» DESCRIPTION OF THE TASK
Rewrite all of the data below with every "rough mask" swapped for "coarse mask" and nothing else changed. Leave the pictures out of your answer.

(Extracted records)
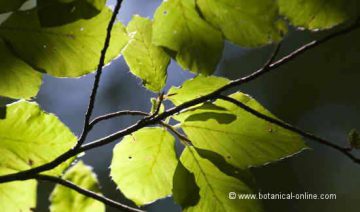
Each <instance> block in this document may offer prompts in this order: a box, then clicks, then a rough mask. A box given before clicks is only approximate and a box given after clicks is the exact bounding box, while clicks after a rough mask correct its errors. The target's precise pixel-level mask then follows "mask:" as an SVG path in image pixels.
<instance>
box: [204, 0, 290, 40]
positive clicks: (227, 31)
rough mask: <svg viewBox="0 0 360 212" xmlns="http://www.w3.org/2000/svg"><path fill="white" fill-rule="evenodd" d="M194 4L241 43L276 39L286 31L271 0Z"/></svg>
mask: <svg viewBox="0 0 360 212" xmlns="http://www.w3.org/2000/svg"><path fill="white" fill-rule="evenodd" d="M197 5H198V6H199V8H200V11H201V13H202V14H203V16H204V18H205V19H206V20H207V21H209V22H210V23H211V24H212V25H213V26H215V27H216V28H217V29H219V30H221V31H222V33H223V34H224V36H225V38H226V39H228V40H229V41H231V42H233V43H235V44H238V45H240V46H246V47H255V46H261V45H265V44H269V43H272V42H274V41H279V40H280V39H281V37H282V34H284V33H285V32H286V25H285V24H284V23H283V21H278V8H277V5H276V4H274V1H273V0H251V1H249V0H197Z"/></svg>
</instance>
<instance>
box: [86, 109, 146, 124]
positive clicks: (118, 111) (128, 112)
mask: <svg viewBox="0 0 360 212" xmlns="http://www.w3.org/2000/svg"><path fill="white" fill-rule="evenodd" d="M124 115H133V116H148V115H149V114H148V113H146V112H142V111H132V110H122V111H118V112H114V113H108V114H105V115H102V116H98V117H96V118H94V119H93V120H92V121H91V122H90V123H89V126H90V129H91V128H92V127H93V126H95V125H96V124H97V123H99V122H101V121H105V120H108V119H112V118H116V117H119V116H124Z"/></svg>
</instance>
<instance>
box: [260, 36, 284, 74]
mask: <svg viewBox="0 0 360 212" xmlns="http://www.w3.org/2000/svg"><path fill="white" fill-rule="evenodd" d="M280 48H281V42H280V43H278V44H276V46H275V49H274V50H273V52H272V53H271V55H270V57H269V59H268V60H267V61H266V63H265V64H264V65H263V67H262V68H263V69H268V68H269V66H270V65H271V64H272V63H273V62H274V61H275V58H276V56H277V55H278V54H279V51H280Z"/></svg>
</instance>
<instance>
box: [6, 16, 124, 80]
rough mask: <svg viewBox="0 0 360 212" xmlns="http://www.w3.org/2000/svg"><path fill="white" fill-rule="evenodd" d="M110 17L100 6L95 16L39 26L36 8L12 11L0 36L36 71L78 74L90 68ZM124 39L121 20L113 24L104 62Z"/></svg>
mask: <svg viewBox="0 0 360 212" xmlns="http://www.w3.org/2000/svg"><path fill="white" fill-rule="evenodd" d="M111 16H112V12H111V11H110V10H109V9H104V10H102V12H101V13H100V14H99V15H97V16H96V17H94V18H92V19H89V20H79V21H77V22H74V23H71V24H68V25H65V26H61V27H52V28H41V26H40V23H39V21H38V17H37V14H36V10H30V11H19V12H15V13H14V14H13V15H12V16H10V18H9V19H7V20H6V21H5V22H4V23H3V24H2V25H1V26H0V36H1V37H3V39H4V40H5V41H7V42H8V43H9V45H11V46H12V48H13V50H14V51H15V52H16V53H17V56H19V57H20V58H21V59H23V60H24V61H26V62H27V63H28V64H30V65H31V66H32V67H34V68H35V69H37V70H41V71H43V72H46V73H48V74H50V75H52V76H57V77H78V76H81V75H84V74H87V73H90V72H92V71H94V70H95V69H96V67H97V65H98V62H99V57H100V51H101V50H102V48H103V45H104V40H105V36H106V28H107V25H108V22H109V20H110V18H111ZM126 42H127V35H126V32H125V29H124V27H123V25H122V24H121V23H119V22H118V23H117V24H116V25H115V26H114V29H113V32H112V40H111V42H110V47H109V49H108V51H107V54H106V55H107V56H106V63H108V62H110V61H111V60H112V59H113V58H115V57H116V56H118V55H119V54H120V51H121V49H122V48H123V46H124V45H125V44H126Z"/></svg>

» COMPLETED EXERCISE
Each <instance> block in this document may offer prompts in this order: a box, then clicks, then a coarse mask. A box given before clicks is only approximate and a box given after clicks is the exact bounding box, while clicks after a coarse mask correct its errors. The target's precise pixel-level mask then follows "mask:" as an SVG path in image pixels.
<instance>
box: [204, 0, 290, 40]
positive clicks: (227, 31)
coarse mask: <svg viewBox="0 0 360 212" xmlns="http://www.w3.org/2000/svg"><path fill="white" fill-rule="evenodd" d="M194 4L241 43L276 39L286 31L271 0Z"/></svg>
mask: <svg viewBox="0 0 360 212" xmlns="http://www.w3.org/2000/svg"><path fill="white" fill-rule="evenodd" d="M197 5H198V6H199V8H200V11H201V13H202V14H203V16H204V18H205V19H206V20H207V21H209V22H210V23H211V24H212V25H213V26H215V27H216V28H217V29H219V30H221V31H222V33H223V34H224V36H225V38H226V39H228V40H229V41H231V42H233V43H235V44H238V45H240V46H246V47H255V46H261V45H265V44H269V43H272V42H274V41H279V40H280V39H281V37H282V34H284V33H285V32H286V25H285V24H284V23H283V21H278V8H277V5H276V4H274V1H273V0H251V1H249V0H197Z"/></svg>
</instance>
<instance>
box: [86, 109, 146, 124]
positive clicks: (118, 111) (128, 112)
mask: <svg viewBox="0 0 360 212" xmlns="http://www.w3.org/2000/svg"><path fill="white" fill-rule="evenodd" d="M124 115H133V116H148V115H149V114H148V113H146V112H142V111H132V110H122V111H118V112H114V113H108V114H105V115H102V116H98V117H96V118H94V119H93V120H92V121H91V122H90V123H89V126H90V129H91V128H92V127H93V126H95V125H96V124H97V123H99V122H101V121H105V120H108V119H112V118H116V117H119V116H124Z"/></svg>
</instance>
<instance>
box: [260, 36, 284, 74]
mask: <svg viewBox="0 0 360 212" xmlns="http://www.w3.org/2000/svg"><path fill="white" fill-rule="evenodd" d="M280 48H281V42H280V43H278V44H276V46H275V49H274V50H273V52H272V53H271V55H270V57H269V59H268V60H267V61H266V63H265V64H264V65H263V67H262V68H263V69H268V68H269V66H270V65H271V64H272V63H273V62H274V61H275V58H276V56H277V55H278V54H279V51H280Z"/></svg>
</instance>
<instance>
box: [6, 16, 124, 80]
coarse mask: <svg viewBox="0 0 360 212" xmlns="http://www.w3.org/2000/svg"><path fill="white" fill-rule="evenodd" d="M110 17L100 6L95 16L39 26L36 8L12 11L0 36L36 71L78 74L90 68ZM124 39L121 20L113 24L104 62Z"/></svg>
mask: <svg viewBox="0 0 360 212" xmlns="http://www.w3.org/2000/svg"><path fill="white" fill-rule="evenodd" d="M111 16H112V12H111V11H110V10H109V9H104V10H102V12H101V13H100V14H99V15H97V16H96V17H94V18H92V19H89V20H79V21H77V22H74V23H71V24H68V25H65V26H61V27H52V28H41V26H40V23H39V21H38V17H37V14H36V10H30V11H19V12H15V13H14V14H13V15H12V16H10V18H9V19H7V20H6V21H5V22H4V23H3V24H2V25H1V26H0V36H1V37H3V39H4V40H5V41H7V42H8V43H9V45H11V46H12V48H13V50H14V51H15V52H16V53H17V56H19V57H20V58H21V59H23V60H24V61H26V62H27V63H28V64H30V65H31V66H32V67H34V68H35V69H37V70H41V71H43V72H46V73H48V74H50V75H52V76H57V77H78V76H81V75H84V74H87V73H90V72H92V71H94V70H95V69H96V67H97V65H98V62H99V57H100V51H101V50H102V48H103V45H104V40H105V36H106V28H107V25H108V22H109V20H110V18H111ZM126 42H127V35H126V32H125V29H124V27H123V25H122V24H121V23H119V22H118V23H117V24H116V25H115V26H114V29H113V32H112V40H111V42H110V47H109V49H108V51H107V54H106V55H107V56H106V63H108V62H110V61H111V60H112V59H113V58H115V57H116V56H118V55H119V54H120V51H121V49H122V48H123V46H124V45H125V44H126Z"/></svg>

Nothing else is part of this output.